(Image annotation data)
☆ ☆ ☆ ☆ ☆ ☆ ☆

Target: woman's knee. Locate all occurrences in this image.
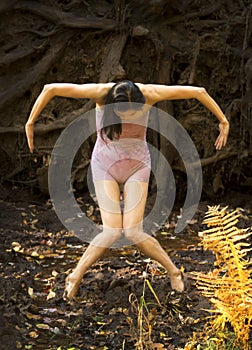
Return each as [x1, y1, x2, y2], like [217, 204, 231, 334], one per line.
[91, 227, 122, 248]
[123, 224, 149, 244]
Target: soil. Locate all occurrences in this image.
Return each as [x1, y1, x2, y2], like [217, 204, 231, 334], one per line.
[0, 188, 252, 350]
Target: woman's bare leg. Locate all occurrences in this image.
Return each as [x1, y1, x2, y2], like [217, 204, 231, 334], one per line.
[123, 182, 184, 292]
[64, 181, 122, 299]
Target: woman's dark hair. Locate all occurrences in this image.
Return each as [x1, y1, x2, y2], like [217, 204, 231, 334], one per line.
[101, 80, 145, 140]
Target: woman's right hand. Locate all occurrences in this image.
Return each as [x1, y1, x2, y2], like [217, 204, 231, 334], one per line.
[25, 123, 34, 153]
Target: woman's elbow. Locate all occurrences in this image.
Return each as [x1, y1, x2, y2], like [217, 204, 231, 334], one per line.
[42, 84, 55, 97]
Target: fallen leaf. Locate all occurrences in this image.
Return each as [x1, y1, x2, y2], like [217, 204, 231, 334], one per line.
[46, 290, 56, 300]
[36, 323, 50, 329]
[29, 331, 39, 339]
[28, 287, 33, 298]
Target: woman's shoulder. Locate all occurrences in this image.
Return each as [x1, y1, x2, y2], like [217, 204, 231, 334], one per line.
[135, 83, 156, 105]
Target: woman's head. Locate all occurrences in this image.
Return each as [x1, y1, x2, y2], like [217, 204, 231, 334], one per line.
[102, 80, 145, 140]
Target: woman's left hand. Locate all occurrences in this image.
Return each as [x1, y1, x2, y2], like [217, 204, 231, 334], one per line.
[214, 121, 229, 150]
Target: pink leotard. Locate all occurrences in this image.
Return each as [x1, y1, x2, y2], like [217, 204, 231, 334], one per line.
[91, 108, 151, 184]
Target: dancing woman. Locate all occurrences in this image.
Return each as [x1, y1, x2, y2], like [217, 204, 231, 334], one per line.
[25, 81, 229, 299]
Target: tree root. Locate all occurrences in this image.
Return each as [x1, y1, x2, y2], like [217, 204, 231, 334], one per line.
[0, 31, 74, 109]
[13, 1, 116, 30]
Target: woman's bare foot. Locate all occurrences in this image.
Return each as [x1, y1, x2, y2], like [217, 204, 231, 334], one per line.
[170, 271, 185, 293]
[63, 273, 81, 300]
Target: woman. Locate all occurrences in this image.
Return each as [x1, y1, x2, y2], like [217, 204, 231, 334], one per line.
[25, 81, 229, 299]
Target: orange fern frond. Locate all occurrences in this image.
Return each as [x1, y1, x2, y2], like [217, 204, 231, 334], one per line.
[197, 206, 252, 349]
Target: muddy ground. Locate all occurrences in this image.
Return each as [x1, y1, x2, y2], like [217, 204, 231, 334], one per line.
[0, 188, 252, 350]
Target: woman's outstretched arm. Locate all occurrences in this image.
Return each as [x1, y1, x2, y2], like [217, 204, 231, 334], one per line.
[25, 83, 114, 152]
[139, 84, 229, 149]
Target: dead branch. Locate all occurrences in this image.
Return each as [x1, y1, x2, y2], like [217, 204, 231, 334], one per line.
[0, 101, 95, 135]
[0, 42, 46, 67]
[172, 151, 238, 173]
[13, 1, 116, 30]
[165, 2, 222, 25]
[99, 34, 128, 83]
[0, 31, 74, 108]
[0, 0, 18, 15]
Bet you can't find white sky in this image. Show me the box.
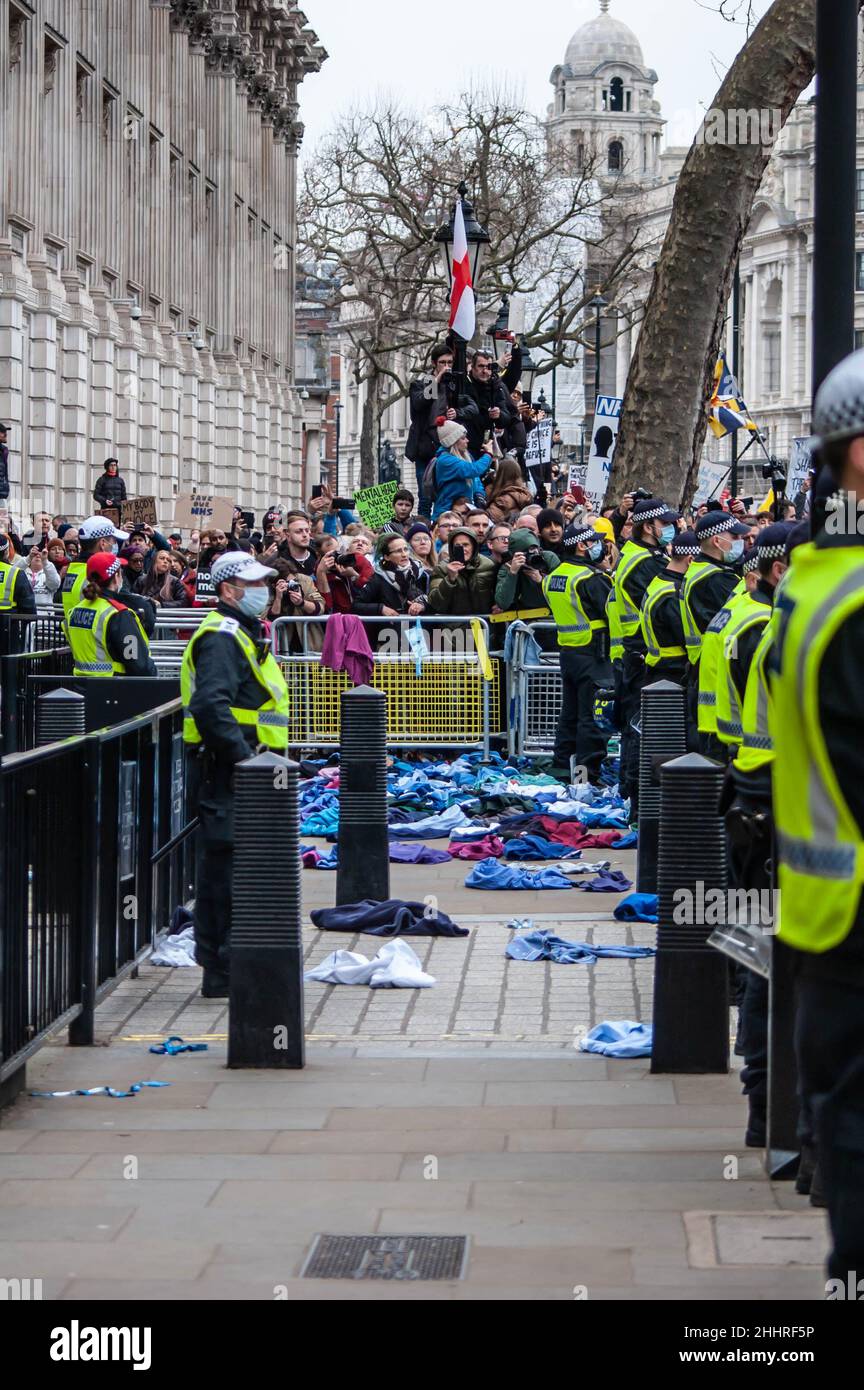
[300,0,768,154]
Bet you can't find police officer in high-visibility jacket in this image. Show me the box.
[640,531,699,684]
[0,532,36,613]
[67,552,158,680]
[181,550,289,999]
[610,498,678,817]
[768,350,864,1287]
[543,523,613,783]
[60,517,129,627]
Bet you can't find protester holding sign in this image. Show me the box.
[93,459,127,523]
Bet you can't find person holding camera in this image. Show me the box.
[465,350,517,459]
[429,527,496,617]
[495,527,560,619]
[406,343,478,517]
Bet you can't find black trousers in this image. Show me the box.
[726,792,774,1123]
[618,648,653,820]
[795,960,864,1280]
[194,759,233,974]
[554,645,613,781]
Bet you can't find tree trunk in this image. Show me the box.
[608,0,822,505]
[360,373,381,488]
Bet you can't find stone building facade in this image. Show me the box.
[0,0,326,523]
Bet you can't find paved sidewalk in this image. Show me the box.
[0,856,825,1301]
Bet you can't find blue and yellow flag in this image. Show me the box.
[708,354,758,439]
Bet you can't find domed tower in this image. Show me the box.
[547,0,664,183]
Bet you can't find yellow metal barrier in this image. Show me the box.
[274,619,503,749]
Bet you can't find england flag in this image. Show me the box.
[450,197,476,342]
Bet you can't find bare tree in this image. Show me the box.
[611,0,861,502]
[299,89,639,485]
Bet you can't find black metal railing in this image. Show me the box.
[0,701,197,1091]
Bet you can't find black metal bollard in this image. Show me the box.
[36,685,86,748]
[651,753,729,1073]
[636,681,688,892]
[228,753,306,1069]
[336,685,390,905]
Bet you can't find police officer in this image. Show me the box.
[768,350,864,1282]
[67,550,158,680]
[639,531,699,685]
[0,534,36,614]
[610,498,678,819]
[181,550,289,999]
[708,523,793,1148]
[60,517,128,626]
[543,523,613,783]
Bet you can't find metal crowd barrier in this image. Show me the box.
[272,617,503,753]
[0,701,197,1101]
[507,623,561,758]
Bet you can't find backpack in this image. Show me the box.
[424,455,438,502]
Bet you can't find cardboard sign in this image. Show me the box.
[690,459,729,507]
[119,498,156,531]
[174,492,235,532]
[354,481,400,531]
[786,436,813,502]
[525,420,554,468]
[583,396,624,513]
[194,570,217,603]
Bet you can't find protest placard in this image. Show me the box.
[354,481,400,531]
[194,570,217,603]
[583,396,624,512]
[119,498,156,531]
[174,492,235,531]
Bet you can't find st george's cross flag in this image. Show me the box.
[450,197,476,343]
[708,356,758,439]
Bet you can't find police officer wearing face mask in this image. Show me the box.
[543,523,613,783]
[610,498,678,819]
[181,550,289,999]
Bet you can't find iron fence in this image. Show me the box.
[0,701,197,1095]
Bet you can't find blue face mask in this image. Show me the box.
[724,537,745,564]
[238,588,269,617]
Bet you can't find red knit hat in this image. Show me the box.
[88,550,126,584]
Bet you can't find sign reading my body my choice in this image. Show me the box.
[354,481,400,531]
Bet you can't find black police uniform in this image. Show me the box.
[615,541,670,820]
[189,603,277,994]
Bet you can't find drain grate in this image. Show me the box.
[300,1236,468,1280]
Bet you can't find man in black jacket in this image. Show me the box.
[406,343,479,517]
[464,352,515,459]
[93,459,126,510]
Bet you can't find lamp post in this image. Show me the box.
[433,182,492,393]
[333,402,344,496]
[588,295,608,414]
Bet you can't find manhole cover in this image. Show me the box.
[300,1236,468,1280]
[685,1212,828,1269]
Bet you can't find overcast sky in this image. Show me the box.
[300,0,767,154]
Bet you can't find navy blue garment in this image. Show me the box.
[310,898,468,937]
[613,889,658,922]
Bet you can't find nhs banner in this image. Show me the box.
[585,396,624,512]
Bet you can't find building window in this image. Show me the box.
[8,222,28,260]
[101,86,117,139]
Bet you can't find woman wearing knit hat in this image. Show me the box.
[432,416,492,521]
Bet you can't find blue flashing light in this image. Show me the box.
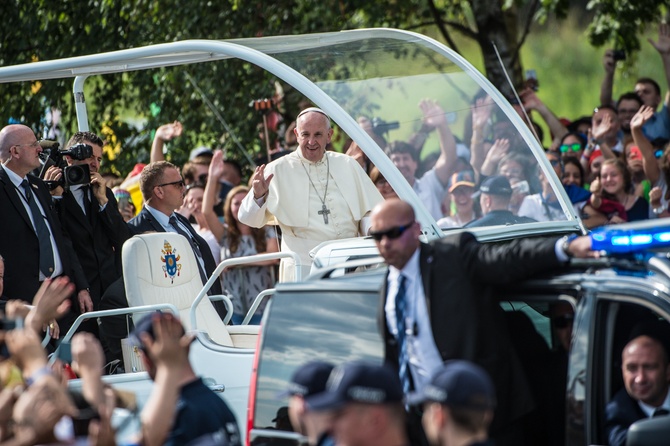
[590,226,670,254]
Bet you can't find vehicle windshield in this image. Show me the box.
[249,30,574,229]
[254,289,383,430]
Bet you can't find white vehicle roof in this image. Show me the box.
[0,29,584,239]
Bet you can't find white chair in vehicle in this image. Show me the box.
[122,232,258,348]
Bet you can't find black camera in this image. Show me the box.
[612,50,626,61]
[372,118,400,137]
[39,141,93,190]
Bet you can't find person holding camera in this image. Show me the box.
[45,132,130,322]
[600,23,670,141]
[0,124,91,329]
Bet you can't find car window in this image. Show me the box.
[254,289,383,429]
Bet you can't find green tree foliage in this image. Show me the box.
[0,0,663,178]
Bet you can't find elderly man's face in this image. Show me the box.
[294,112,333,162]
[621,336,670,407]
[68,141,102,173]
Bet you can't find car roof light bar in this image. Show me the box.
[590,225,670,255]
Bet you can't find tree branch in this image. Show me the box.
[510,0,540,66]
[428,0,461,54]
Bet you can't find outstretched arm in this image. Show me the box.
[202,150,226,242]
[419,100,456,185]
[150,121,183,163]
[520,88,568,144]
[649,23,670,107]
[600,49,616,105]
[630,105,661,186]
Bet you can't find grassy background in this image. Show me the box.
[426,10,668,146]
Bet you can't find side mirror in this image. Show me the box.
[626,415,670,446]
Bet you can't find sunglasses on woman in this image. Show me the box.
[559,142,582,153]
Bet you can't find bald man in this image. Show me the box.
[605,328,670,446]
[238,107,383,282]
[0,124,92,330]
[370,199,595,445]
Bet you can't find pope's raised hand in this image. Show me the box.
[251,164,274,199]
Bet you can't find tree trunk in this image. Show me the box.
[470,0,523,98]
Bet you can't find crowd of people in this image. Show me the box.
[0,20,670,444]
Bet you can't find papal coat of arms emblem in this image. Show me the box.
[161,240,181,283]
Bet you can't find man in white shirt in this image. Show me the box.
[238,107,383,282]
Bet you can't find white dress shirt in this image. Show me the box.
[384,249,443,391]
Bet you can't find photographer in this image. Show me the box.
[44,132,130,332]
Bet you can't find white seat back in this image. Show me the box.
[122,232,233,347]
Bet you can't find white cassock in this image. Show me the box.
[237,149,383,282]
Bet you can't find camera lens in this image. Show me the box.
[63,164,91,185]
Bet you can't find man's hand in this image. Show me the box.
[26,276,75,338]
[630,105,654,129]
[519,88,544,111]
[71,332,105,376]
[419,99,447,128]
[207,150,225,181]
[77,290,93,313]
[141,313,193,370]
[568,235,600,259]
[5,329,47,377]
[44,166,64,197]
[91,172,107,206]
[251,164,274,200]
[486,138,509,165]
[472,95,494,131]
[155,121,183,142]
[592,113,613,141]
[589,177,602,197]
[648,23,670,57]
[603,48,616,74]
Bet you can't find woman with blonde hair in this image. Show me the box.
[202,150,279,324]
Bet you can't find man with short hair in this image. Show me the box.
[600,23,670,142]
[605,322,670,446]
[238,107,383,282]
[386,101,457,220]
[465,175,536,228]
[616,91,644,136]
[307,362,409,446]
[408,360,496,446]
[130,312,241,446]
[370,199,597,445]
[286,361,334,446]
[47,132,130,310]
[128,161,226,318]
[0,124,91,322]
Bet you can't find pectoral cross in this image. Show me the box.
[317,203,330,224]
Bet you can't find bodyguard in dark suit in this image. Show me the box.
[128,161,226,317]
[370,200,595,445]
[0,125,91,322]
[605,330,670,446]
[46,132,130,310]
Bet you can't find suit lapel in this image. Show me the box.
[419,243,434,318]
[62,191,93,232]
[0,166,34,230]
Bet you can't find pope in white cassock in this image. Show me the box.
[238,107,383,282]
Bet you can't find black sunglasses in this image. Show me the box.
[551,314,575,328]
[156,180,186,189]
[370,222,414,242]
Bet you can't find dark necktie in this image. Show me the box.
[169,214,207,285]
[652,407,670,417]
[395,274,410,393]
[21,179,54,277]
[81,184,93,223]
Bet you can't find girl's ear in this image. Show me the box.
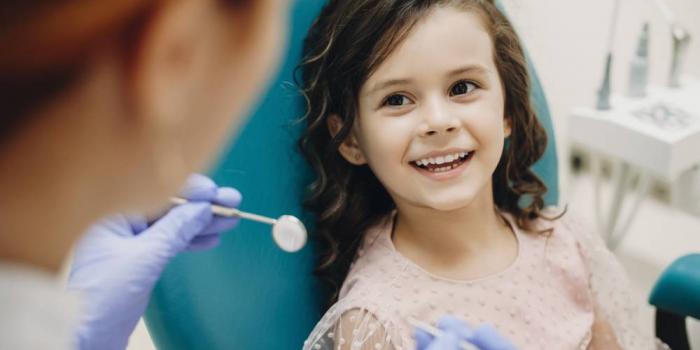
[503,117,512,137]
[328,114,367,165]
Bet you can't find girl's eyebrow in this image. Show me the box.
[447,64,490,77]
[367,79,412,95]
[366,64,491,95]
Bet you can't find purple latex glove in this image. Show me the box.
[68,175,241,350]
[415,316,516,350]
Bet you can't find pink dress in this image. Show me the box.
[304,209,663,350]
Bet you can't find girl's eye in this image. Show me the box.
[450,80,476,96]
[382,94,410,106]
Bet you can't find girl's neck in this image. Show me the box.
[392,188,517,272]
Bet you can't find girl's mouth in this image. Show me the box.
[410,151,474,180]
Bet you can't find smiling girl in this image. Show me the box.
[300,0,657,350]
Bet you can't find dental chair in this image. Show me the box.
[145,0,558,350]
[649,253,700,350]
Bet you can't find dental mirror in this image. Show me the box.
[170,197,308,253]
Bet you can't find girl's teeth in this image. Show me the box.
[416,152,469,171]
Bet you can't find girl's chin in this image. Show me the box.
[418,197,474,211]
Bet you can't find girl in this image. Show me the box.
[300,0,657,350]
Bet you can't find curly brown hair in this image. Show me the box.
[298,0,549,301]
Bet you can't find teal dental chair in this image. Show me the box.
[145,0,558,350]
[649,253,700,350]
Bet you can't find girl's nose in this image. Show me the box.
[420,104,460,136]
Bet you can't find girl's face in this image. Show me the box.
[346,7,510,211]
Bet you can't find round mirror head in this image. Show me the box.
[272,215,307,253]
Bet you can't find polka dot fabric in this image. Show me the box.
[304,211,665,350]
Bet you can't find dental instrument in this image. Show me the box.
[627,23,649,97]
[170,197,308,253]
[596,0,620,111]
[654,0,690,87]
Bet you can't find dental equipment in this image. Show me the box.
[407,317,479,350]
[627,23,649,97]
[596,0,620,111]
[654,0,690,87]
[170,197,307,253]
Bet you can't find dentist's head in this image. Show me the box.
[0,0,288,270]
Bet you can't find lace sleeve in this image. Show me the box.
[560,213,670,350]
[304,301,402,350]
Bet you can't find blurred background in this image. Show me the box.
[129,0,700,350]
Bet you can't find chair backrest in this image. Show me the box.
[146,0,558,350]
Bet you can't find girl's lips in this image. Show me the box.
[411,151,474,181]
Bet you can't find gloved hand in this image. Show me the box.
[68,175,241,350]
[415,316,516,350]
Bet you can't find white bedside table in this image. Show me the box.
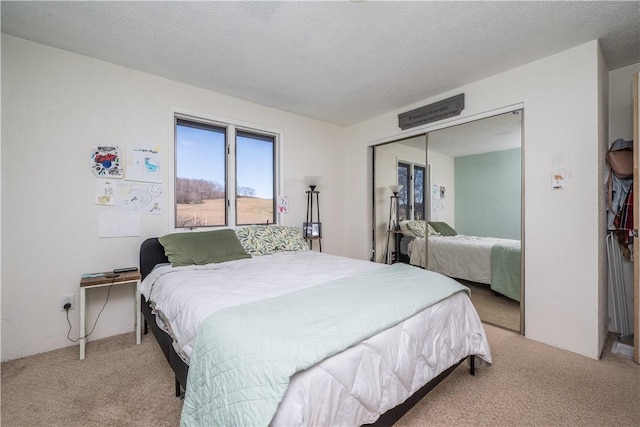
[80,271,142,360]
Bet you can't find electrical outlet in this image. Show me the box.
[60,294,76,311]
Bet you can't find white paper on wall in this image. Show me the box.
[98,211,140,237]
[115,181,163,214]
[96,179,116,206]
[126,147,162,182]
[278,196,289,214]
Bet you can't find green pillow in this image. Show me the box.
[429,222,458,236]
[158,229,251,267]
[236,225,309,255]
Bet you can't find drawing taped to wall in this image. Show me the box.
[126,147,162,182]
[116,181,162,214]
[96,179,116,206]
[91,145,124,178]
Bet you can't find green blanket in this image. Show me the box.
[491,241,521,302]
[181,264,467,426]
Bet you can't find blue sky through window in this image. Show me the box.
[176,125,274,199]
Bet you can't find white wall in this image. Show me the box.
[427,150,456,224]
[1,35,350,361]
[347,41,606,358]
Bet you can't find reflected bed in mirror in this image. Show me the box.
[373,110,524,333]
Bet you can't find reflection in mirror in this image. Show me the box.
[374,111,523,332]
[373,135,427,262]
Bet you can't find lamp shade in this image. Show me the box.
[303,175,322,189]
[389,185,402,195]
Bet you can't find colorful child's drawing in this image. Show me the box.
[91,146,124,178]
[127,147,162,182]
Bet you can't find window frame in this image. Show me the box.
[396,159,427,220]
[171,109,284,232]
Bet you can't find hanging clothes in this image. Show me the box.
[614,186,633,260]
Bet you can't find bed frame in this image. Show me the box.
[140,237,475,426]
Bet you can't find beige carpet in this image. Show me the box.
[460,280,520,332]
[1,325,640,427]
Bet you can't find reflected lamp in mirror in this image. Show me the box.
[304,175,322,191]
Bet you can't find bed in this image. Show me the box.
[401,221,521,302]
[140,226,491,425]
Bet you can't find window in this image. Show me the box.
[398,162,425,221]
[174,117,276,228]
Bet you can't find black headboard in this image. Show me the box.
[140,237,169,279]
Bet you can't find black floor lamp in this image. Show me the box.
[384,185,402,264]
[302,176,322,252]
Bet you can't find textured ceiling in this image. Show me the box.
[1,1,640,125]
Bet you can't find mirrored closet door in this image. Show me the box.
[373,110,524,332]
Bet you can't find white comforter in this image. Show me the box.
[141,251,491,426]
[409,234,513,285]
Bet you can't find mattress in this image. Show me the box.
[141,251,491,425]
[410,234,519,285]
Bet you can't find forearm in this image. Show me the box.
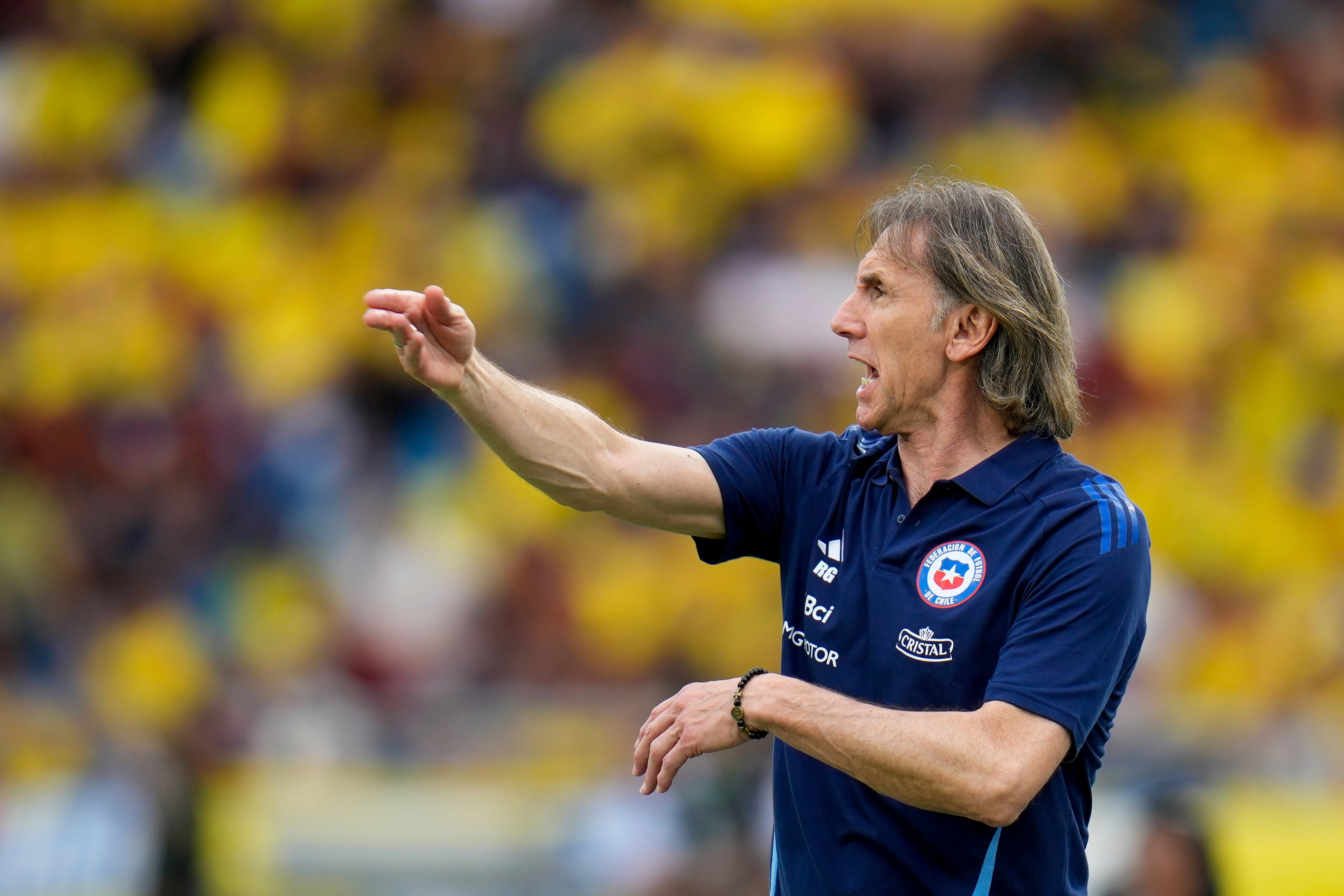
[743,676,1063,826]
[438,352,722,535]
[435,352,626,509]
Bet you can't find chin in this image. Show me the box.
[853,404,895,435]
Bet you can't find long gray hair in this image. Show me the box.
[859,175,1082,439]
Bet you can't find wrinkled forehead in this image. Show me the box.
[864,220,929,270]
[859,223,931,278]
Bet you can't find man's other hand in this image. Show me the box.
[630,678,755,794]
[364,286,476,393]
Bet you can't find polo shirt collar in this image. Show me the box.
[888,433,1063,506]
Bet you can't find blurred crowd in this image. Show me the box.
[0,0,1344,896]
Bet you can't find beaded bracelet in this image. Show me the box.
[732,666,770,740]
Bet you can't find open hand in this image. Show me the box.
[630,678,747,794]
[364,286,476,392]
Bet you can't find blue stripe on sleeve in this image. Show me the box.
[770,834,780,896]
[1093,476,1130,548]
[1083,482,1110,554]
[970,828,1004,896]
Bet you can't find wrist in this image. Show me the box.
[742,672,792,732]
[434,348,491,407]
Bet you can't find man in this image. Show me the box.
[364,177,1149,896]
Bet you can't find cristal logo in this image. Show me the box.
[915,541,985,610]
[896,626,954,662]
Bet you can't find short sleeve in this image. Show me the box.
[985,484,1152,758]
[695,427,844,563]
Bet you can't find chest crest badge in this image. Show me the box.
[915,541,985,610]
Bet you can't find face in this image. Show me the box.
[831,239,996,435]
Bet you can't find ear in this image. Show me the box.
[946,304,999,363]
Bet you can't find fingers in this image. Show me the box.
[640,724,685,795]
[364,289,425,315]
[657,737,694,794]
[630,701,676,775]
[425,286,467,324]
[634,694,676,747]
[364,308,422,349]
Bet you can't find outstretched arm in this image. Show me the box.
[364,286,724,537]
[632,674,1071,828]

☆ ☆ ☆ ☆ ☆ ☆ ☆

[STATED TASK]
Copy every line from the one containing "Bet you can't find woman with" down to the one containing "[0,124,91,322]", keeping the lines without boxes as they are. In the boxes, move each coordinate up by adding 43 to it.

[WORKED SOLUTION]
Bet you can't find woman with blonde hair in this image. Show me the box.
[245,193,322,367]
Bet you can't find man with short hair in this image. Show me the box.
[643,66,713,185]
[648,365,713,489]
[281,150,426,325]
[429,144,500,263]
[508,218,579,271]
[659,134,687,179]
[350,405,452,489]
[451,403,539,489]
[173,355,284,489]
[413,242,640,488]
[329,404,377,489]
[90,175,173,353]
[171,204,269,361]
[43,167,134,365]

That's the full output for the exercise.